[start Data for the task]

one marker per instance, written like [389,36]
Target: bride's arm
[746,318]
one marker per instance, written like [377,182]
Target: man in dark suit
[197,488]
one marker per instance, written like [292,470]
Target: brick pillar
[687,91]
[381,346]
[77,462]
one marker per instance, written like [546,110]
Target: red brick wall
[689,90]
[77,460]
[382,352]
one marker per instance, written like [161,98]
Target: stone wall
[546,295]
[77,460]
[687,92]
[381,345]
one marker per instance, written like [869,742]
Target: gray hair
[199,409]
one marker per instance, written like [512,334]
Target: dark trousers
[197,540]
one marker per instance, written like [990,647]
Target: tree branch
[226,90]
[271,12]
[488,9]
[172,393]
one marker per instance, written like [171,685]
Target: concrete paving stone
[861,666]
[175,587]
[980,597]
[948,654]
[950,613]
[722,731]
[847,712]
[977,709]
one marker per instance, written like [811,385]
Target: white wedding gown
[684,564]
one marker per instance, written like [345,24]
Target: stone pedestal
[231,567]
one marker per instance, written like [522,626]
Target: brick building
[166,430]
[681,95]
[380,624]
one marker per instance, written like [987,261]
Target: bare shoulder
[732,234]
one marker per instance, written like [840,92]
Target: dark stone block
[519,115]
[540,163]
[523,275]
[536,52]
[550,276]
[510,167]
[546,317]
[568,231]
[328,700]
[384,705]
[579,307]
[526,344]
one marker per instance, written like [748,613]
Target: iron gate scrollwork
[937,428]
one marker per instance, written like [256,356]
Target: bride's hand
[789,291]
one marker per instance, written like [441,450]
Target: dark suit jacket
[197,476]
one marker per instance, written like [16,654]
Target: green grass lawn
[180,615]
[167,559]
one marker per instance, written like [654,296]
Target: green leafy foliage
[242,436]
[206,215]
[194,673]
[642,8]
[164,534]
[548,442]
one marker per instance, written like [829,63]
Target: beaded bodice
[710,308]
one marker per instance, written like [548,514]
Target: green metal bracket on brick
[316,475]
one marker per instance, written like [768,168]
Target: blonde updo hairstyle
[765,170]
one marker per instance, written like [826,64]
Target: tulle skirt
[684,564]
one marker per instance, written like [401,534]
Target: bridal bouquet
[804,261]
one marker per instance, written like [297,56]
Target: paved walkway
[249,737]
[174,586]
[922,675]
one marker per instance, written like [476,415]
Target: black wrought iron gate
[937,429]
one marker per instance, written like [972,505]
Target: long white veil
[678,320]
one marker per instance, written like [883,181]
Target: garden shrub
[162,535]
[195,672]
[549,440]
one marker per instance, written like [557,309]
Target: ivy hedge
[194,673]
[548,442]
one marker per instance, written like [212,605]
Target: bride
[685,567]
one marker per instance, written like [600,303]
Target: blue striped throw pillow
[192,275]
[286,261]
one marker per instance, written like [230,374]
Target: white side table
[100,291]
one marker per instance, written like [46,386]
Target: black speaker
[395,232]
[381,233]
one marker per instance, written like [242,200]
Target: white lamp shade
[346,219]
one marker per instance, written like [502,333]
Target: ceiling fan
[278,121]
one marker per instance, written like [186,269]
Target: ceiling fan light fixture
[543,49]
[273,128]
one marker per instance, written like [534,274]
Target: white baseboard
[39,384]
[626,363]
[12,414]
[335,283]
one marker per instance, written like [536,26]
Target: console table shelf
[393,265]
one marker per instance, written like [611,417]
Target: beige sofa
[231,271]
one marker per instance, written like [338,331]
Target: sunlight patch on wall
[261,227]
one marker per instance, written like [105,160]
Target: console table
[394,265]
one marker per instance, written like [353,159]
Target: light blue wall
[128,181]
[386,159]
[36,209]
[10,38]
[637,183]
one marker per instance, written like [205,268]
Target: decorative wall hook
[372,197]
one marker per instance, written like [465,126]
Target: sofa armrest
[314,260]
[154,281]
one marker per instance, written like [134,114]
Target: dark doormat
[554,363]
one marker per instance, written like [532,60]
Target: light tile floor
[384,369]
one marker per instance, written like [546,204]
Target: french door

[end Data for the task]

> [What you should do]:
Copy every line of the items above word for word.

> [Result below]:
one marker per instance, written like [389,36]
Target: bride's arm
[746,318]
one marker per instance, written like [377,182]
Target: man in dark suit
[197,488]
one marker per instance, written like [292,470]
Target: brick pillar
[687,91]
[381,346]
[77,462]
one marker per instance, written like [546,110]
Target: red brick wall
[689,90]
[77,460]
[382,352]
one marker per instance, written like [161,98]
Target: stone wall
[546,295]
[77,460]
[687,92]
[381,345]
one marker per instance, written like [869,742]
Target: gray hair
[199,409]
one marker per instance, written like [512,334]
Target: dark trousers
[197,540]
one marker per instance, written like [990,647]
Target: tree branch
[226,90]
[271,12]
[488,9]
[172,393]
one marker per instance, written like [171,685]
Target: concrete paving stone
[861,666]
[175,587]
[980,597]
[948,654]
[950,613]
[722,731]
[847,712]
[977,709]
one marker per instance, written like [811,385]
Target: white wedding gown
[684,564]
one marker per instance, written like [345,24]
Target: stone pedestal
[231,567]
one marker per instance, written like [522,626]
Target: brick building
[166,430]
[681,95]
[380,624]
one marker per instance, written like [987,261]
Target: bare shoulder
[732,234]
one marker per instance, written like [840,92]
Target: dark stone block
[519,115]
[540,163]
[523,275]
[536,52]
[550,276]
[510,167]
[546,317]
[568,231]
[328,700]
[384,705]
[579,307]
[526,344]
one marker per instance, written like [748,613]
Target: iron gate scrollwork
[937,428]
one marker per instance, written like [256,356]
Target: bride's hand
[789,291]
one marker per instance, written like [441,450]
Target: dark suit jacket
[197,476]
one marker per instance, written like [16,654]
Target: green grass lawn
[180,615]
[167,559]
one marker per instance, written like [654,296]
Target: green leafy foliage
[242,436]
[206,215]
[194,673]
[642,8]
[164,534]
[548,442]
one marker per instance, written like [829,63]
Target: beaded bodice
[710,308]
one marker per instance, written like [548,514]
Target: green metal bracket on brick
[316,475]
one marker per instance, written like [768,168]
Target: blonde updo hairstyle
[765,170]
one marker per instance, written like [826,64]
Target: tulle skirt
[684,564]
one marker per instance, written like [401,534]
Target: bridal bouquet
[804,261]
one marker per instance, written like [297,56]
Target: paved walkway
[249,737]
[174,586]
[922,675]
one marker per instance, written like [476,415]
Target: black wrought iron gate
[937,429]
one marker per instance, written like [972,505]
Target: long white veil
[678,320]
one marker per instance, written like [883,181]
Target: garden shrub
[162,535]
[195,672]
[549,440]
one marker per instance, written like [557,309]
Target: ivy hedge
[194,673]
[548,442]
one marker per instance, written like [212,605]
Target: bride
[685,567]
one marker per instance, written like [600,303]
Target: blue striped throw pillow
[192,275]
[286,261]
one marker per instance, written like [230,374]
Target: white side table
[100,291]
one marker per instance, written like [46,386]
Target: black speaker
[395,232]
[381,233]
one marker per instance, written like [242,200]
Target: white lamp shade
[346,219]
one marker per instance, written like [502,333]
Target: ceiling fan
[278,121]
one marker per instance, written like [186,269]
Target: ceiling fan light fixture
[543,49]
[273,128]
one marker per instance, written like [534,274]
Target: white baseboard
[39,384]
[626,363]
[12,414]
[335,283]
one marker per instance, written like [536,26]
Target: console table shelf
[393,265]
one marker per instance, written like [611,417]
Target: beige sofa
[231,271]
one marker per instance, written like [338,331]
Target: sunlight patch on wall
[261,227]
one marker per instance, written like [105,160]
Target: console table
[394,265]
one marker per instance, written like [353,159]
Target: light blue wall
[128,181]
[386,159]
[36,209]
[10,38]
[637,183]
one marker per instance, written like [205,268]
Target: decorative wall hook
[372,197]
one marker per instance, written like [465,126]
Target: sofa armrest
[314,260]
[154,281]
one marker per instance, written like [134,114]
Target: dark doormat
[554,363]
one marker per instance, written like [532,60]
Target: light tile floor
[384,369]
one marker per instance, written like [546,204]
Target: french door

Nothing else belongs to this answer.